** Start LISTING **
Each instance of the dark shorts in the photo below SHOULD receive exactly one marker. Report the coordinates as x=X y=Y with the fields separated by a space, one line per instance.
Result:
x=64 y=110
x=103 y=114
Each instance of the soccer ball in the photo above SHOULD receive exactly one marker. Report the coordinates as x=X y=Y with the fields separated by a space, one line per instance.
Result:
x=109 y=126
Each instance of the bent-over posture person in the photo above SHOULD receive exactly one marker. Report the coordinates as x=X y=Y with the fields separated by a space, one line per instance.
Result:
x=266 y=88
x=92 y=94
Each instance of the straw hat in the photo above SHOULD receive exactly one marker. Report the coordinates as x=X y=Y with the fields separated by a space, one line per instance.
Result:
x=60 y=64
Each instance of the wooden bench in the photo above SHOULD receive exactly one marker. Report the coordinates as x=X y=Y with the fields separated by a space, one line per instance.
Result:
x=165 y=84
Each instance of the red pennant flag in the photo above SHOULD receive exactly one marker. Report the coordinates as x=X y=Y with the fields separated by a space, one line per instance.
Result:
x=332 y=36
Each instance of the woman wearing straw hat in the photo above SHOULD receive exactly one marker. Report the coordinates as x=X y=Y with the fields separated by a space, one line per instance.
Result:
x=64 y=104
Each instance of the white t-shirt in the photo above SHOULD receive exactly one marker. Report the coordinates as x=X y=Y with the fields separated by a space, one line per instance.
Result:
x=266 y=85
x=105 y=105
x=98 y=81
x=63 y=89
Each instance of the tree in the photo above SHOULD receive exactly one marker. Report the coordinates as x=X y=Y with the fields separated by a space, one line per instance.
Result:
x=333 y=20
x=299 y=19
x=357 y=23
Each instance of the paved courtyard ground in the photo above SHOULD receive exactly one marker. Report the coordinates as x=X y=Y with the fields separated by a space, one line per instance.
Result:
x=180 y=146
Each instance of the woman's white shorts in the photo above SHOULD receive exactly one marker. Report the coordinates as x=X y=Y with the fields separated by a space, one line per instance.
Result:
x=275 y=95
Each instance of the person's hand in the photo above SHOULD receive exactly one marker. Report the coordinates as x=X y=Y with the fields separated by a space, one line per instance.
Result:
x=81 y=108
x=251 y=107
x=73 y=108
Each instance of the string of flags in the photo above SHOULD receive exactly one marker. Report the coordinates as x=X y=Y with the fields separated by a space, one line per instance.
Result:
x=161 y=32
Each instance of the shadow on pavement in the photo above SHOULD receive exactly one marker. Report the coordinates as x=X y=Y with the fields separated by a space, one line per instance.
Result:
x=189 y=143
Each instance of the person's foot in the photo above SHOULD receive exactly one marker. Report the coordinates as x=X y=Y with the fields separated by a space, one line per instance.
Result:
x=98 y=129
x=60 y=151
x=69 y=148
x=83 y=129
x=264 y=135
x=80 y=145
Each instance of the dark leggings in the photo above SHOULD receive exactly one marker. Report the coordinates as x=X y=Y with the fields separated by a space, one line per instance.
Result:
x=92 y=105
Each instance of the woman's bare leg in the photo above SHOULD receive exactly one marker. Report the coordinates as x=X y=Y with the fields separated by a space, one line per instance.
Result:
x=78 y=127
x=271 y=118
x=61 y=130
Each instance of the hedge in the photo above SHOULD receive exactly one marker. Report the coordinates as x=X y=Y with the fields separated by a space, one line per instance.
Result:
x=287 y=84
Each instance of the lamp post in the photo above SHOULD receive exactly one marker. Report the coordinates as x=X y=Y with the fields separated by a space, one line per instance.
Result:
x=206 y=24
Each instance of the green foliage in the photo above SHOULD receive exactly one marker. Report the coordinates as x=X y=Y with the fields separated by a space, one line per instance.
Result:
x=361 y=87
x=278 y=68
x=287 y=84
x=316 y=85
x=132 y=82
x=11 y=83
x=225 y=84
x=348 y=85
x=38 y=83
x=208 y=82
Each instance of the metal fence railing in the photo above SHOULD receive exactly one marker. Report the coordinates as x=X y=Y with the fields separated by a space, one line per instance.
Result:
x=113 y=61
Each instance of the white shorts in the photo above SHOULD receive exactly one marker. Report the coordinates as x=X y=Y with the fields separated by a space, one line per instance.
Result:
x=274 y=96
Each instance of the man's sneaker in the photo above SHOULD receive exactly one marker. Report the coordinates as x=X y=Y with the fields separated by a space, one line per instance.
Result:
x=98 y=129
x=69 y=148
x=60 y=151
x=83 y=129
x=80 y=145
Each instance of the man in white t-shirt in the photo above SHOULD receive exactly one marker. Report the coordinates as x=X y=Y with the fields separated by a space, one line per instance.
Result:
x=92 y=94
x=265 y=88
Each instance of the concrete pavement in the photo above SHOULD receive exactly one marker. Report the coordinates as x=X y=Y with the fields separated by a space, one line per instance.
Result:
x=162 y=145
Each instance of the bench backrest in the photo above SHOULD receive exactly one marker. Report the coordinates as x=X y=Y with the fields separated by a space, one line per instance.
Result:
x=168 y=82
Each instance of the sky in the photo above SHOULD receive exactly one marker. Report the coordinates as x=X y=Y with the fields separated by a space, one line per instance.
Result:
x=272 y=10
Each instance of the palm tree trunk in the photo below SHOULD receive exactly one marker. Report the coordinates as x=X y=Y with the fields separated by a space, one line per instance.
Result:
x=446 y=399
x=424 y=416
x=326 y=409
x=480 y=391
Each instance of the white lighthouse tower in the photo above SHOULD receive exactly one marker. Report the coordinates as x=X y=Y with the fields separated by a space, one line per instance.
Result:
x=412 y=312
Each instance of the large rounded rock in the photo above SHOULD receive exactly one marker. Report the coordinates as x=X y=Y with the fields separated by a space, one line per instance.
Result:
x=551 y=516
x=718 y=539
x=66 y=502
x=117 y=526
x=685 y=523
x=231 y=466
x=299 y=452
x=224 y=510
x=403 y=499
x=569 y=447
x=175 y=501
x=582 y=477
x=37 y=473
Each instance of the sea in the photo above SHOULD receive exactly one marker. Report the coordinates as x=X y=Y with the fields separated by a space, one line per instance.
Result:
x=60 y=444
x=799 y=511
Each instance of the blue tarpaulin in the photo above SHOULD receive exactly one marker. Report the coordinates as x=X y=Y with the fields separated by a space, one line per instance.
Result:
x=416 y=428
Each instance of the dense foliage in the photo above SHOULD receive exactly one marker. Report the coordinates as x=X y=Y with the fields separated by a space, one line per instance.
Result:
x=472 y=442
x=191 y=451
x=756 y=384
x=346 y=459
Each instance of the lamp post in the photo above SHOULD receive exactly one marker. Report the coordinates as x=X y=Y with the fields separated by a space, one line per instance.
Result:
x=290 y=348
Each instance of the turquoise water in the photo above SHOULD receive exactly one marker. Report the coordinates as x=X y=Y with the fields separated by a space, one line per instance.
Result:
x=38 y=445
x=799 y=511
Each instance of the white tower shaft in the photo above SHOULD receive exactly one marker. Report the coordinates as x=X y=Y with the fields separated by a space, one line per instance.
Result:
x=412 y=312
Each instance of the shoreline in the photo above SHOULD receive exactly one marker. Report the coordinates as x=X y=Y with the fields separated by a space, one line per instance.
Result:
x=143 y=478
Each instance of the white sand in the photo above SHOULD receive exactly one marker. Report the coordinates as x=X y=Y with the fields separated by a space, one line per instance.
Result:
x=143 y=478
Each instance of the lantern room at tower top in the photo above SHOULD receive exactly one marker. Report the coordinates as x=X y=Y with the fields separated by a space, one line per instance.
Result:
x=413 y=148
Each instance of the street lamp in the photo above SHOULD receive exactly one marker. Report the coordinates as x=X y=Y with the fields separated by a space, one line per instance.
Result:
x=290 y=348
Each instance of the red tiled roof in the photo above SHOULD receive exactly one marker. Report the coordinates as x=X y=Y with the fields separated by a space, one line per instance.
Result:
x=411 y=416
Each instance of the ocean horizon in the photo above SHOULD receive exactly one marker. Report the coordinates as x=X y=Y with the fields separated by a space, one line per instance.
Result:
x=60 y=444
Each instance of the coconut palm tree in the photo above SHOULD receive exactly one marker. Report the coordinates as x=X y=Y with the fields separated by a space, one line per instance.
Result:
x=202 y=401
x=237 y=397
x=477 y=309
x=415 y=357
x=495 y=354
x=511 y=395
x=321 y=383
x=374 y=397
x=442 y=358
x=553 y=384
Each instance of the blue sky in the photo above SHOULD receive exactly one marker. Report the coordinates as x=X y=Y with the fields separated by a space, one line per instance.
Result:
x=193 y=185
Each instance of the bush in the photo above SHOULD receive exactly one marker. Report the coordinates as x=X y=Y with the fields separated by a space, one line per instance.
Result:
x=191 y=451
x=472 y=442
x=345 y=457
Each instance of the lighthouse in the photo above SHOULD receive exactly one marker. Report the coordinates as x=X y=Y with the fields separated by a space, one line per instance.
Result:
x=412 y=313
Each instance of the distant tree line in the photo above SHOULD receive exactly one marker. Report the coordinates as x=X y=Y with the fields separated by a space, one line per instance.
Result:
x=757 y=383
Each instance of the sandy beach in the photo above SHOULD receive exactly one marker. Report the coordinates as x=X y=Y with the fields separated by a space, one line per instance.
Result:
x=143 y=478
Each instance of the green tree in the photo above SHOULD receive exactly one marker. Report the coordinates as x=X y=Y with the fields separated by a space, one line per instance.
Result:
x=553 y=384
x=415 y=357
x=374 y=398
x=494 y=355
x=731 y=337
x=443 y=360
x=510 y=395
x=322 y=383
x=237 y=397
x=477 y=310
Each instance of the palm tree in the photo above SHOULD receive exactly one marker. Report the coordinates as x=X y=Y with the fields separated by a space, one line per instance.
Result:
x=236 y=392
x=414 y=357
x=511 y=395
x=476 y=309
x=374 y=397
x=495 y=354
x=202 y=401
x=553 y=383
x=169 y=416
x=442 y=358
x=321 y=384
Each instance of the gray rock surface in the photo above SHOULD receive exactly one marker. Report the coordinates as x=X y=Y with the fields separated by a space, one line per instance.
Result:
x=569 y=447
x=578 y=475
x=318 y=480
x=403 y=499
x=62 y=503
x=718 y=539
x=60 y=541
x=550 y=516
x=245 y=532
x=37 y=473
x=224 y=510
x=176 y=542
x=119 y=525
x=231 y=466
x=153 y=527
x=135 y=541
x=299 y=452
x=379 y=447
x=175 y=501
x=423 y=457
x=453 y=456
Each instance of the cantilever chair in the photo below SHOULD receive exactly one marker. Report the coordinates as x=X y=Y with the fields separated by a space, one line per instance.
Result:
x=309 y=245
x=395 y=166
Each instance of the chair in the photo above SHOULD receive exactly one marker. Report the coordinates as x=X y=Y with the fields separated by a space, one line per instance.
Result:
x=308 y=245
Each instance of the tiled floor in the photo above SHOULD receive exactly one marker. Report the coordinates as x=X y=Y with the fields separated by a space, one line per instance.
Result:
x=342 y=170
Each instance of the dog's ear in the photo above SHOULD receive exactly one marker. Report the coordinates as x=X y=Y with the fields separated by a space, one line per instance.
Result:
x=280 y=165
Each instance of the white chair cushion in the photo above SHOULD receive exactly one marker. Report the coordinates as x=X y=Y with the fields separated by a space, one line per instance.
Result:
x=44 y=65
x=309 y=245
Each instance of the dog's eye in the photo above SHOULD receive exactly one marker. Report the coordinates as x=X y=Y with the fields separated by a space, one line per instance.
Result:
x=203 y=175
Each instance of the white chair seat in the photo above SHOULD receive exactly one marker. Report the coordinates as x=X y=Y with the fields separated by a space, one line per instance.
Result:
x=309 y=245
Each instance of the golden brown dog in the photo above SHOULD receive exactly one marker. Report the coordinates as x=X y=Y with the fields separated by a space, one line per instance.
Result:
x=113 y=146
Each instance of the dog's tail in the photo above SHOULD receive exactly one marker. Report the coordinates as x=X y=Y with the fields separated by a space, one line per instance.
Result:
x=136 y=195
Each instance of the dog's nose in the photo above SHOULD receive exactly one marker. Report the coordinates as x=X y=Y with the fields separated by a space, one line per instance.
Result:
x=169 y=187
** End LISTING **
SHORT TASK
Format the lines from the one containing "Each instance of the street" up to and including the one containing "x=345 y=457" as a Markdown table with the columns Number and Line. Leave out any blank lines.

RESULT
| Number | Line |
|---|---|
| 1 | Each instance of the street lamp in the photo above SHOULD receive exactly one marker. Report the coordinates as x=X y=Y with the fields separated by a space, one line per instance. |
| 2 | Result: |
| 3 | x=290 y=348 |
| 4 | Each instance of the red tiled roof in the photo above SHOULD receive exactly one marker. Report the coordinates as x=X y=Y with the fields separated by a space, one line per instance. |
| 5 | Result: |
| 6 | x=411 y=416 |
| 7 | Each instance of the ocean horizon in the photo above SHOULD receive exactly one marker. Report the coordinates as x=X y=Y with the fields separated by a space, one line per instance. |
| 8 | Result: |
| 9 | x=60 y=444 |
| 10 | Each instance of the coconut palm tree in the photo above SHOULD receive exactly one marker. Report the coordinates as x=X y=Y with the fields separated by a space, one line per instance. |
| 11 | Result: |
| 12 | x=202 y=401 |
| 13 | x=237 y=397 |
| 14 | x=477 y=309 |
| 15 | x=415 y=357 |
| 16 | x=495 y=354 |
| 17 | x=511 y=395 |
| 18 | x=321 y=383 |
| 19 | x=374 y=397 |
| 20 | x=442 y=358 |
| 21 | x=553 y=384 |
| 22 | Each instance of the blue sky in the photo above SHOULD receive exactly one marker. Report the coordinates as x=X y=Y with the fields separated by a space, one line per instance. |
| 23 | Result: |
| 24 | x=193 y=185 |
| 25 | Each instance of the bush in the photo above SHOULD receive exactly one marker. Report the coordinates as x=X y=Y with the fields separated by a space, one line per instance. |
| 26 | Result: |
| 27 | x=191 y=451 |
| 28 | x=472 y=442 |
| 29 | x=345 y=457 |